___ SELECTED EXTRACT ___

If it's a product (like outer join) then join : {X} -> X, but that's not really what we're seeing since it's more like join : X -> X. I agree with @crisptrutski that it's more of a closure-like operator. But that isn't quite the right idea either since we expect closure to be idempotent, join . join = join, but that's not true

user=> (join #{#{1 2} #{3 4} #{5 6}})
#{#{4 3} #{4 6 3 5} #{1 4 3 2} #{6 5} #{1 6 2 5} #{1 2}}
user=> (join (join #{#{1 2} #{3 4} #{5 6}}))
#{#{4 3} #{4 6 3 5} #{1 4 3 2} #{1 4 6 3 2 5} #{6 5} #{1 6 2 5} #{1 2}}

But this might just be a bug in join? Do you actually mean it to be

(defn join1 [sets]
  (->> (all-pairs sets)
       (filter (partial apply disjoint?))

___ SOURCE EXCERPT ___

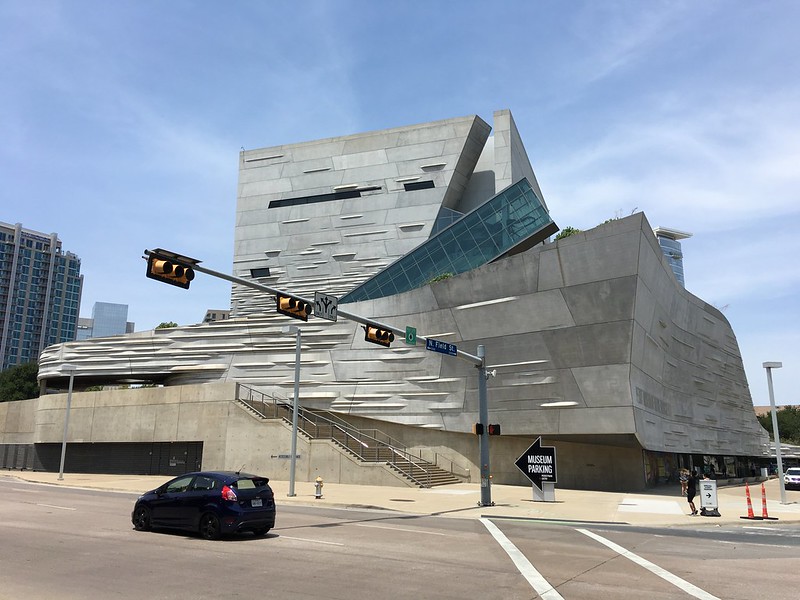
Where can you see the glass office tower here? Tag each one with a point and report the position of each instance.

___

▶ **WRITTEN PROBLEM**
Continue the comment about the Clojure join operator on sets from its last line onward.

▶ **THE ANSWER**
       (map (partial apply clojure.set/union))
       set
       (clojure.set/union sets))

iterated until stable? That's clearly a closure operation if it ever stabilizes. Does it necessarily stabilize? Yes, since it clearly adds no more elements than (->> sets all-pairs (map #(apply union %)) set (union sets)) which just "completes the union/contains lattice" and it's easy to prove termination.

So if my fix is right then you could say it's the closure under "non-touching unions".